Le gouvernement conservateur polonais a entrepris de réécrire l’histoire de ce pays afin de se distancier des crimes antisémites de la Deuxième Guerre mondiale et de la période communiste qui a suivi. Cependant, ce travail de restauration de la mémoire nationale ne se fait pas sans rouvrir des blessures du passé.
Le vendredi matin, il y a foule au marché aux puces du quartier Kazimierz de Cracovie. Les badauds et les touristes se pressent autour des kiosques de breloques et de souvenirs.
Difficile d’imaginer que ce quartier très couru et branché de Cracovie était autrefois un faubourg très pauvre où se concentrait l’une des plus importantes minorités juives d’Europe centrale. Avant la Deuxième Guerre mondiale, quelque 60 000 Juifs vivaient à Kazimierz, soit le quart des habitants de Cracovie. Au total, la Pologne comptait à l’époque une population de 3 millions de Juifs.
En 1945, 90 % d’entre eux ont été exterminés, notamment au camp de concentration voisin d’Aushwitz-Birkenau, situé à une soixantaine de kilomètres de là.
Or, même si la population juive y est maintenant très modeste, on assiste, depuis quelques années, à un véritable renouveau de la culture juive à Cracovie. Des événements et des festivals viennent régulièrement souligner l’apport unique de la pensée et des traditions juives dans le patrimoine historique de la Pologne.
Le reportage de Frank Desoer est diffusé le 20 janvier à l’émission Désautels le dimanche sur ICI PREMIÈRE.

....................

* TÂCHE DEMANDÉE 1 *
Les affirmations suivantes concordent-elles avec l'extrait sur le quartier Kazimierz ? (a) Avant la Deuxième Guerre mondiale, environ 60 000 Juifs vivaient à Kazimierz. (b) Le camp de concentration voisin se trouve à environ 160 kilomètres de là. (c) La population juive de Cracovie est aujourd'hui nombreuse. Répondez par oui ou non, en citant chaque fois les mots décisifs de l'extrait.
* TÂCHE DEMANDÉE 2 *
Poursuivez l'extrait sur le quartier Kazimierz en reprenant juste après sa dernière phrase.

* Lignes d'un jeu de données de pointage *
....................

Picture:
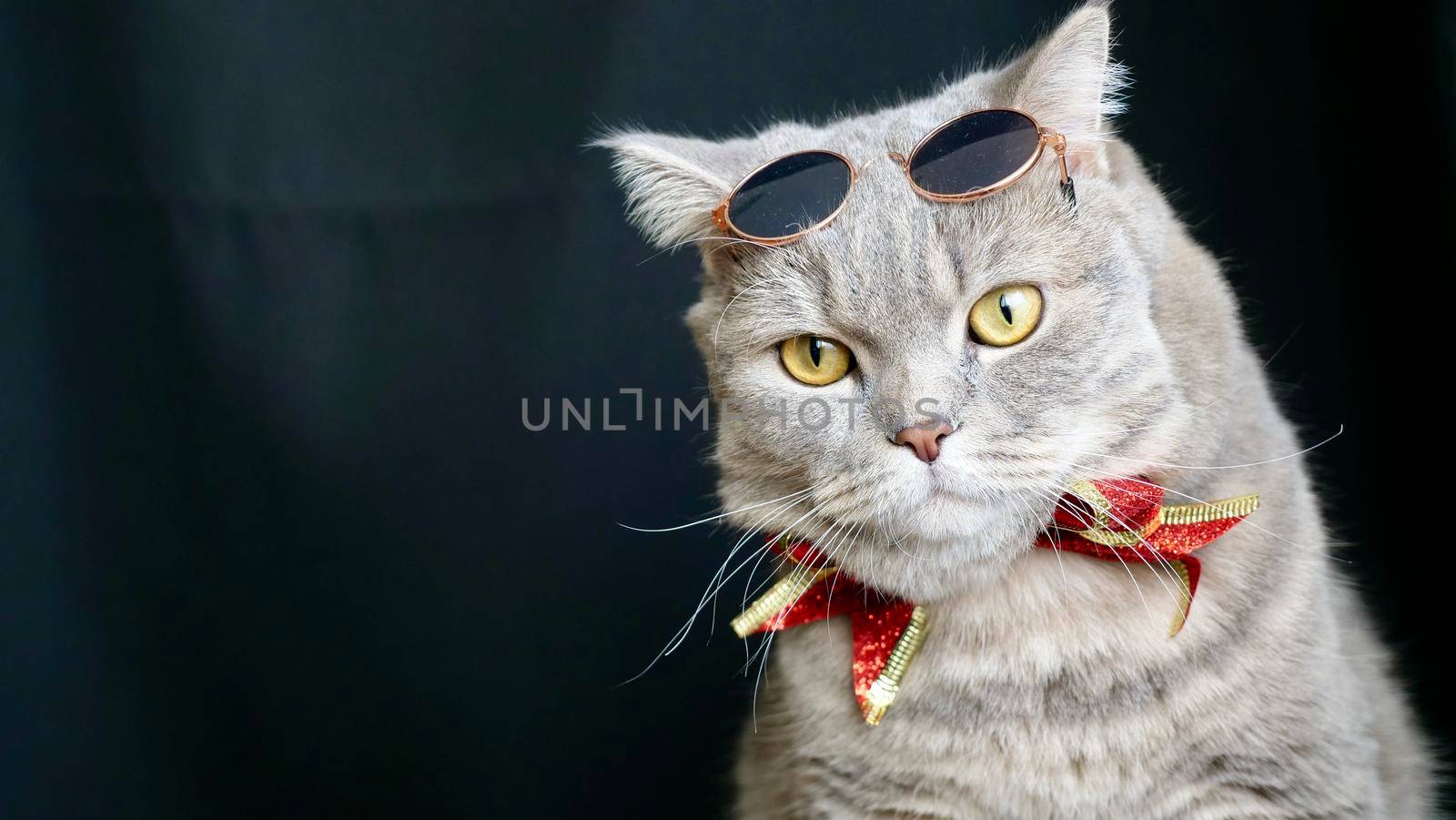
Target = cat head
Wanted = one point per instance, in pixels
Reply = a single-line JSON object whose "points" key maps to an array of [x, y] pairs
{"points": [[893, 281]]}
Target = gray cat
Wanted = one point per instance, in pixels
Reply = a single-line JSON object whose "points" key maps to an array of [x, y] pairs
{"points": [[1047, 684]]}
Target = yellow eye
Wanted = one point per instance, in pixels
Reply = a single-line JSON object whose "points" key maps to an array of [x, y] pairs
{"points": [[815, 360], [1006, 315]]}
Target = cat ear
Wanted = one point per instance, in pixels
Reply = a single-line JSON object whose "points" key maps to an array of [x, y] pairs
{"points": [[670, 187], [1070, 84]]}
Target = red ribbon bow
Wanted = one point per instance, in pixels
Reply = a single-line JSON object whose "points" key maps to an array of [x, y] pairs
{"points": [[1108, 519]]}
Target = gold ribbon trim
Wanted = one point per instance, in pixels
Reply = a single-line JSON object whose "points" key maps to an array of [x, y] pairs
{"points": [[885, 689], [781, 594]]}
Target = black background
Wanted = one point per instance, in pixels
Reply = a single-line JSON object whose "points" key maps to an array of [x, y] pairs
{"points": [[278, 276]]}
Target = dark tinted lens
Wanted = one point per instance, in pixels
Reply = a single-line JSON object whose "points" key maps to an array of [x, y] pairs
{"points": [[975, 152], [790, 196]]}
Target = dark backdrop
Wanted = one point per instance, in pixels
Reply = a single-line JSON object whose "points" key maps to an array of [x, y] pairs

....................

* RÉSULTAT FINAL 1 *
(a) Oui : « quelque 60 000 Juifs vivaient à Kazimierz ».
(b) Non : « situé à une soixantaine de kilomètres de là ».
(c) Non : « la population juive y est maintenant très modeste ».

* RÉSULTAT FINAL 2 *
Le Centre communautaire juif de Cracovie, qui a ouvert ses portes il y a 10 ans, est certainement l’un des principaux foyers de cette revitalisation culturelle. Fait intéressant, la moitié de ses employés et bénévoles ne sont pas Juifs. C’est le cas notamment de sa directrice, Anna Golinska.
« On ne peut pas séparer l’histoire juive de l’histoire de la Pologne. C’est le devoir du peuple polonais de prendre soin de cet héritage. C’est pourquoi j’ai suivi des cours en études juives à l’Université Jagellone de Cracovie », raconte-t-elle.
La jeune génération dont je fais partie réalise l’ampleur de ce legs et fait de son mieux pour revitaliser cette communauté et pour se souvenir de son passé.
Au Centre communautaire, beaucoup de non-Juifs assistent aux causeries hebdomadaires sur la Torah, animées par le rabbin Avi Baumol. Ils veulent se réapproprier en quelque sorte un héritage culturel et religieux, longtemps dévalorisé, voire censuré en Pologne.
De nombreux Juifs polonais retrouvent aussi leurs racines. C’est le cas notamment de Marcjanna Kubala, 26 ans, qui n’a appris qu’à l’adolescence qu’elle était juive.
Des plaies historiques toujours vives
Au moment où la société civile polonaise réhabilite la mémoire et la culture juives, certains gestes du gouvernement nationaliste de droite du parti Droit et justice tendent à ranimer des tensions du passé.
Au printemps dernier, la loi sur l’Holocauste, visant à sanctionner toute tentative d’imputer à la nation ou à l’État polonais la responsabilité du génocide des Juifs commis au pays durant la Deuxième Guerre mondiale, a suscité de vives réactions, notamment de la part du gouvernement israélien.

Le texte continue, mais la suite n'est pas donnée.